- What is expected
In the records below, count every line that contains the word "cloud" and report only the total.

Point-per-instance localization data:
####################

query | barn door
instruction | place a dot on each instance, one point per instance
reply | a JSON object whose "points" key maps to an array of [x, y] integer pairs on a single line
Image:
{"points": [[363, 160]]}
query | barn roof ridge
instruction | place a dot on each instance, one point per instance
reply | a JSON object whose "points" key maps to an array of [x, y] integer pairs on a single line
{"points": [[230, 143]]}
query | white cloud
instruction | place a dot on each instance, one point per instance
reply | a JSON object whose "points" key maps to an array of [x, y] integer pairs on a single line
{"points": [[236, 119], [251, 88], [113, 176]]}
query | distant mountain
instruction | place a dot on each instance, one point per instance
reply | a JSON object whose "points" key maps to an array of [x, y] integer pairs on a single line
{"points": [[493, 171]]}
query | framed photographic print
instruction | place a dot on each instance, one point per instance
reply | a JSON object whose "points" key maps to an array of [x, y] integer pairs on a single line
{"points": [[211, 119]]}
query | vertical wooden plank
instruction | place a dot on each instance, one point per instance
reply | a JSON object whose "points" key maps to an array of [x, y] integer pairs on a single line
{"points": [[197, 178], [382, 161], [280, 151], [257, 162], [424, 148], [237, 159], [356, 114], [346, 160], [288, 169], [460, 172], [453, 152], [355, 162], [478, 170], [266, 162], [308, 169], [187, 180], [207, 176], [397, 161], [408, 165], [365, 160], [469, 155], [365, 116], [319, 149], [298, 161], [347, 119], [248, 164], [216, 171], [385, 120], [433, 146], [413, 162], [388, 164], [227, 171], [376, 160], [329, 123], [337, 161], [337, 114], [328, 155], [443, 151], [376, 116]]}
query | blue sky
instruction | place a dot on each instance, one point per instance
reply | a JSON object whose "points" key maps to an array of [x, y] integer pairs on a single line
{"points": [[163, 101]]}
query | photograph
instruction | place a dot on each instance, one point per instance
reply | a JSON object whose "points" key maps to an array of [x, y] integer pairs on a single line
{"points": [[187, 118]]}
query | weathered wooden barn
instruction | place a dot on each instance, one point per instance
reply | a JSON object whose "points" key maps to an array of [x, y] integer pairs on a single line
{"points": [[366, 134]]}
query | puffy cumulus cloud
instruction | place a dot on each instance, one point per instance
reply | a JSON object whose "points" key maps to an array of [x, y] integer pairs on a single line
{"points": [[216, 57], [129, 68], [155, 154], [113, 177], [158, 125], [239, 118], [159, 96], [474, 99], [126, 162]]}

####################

- Task result
2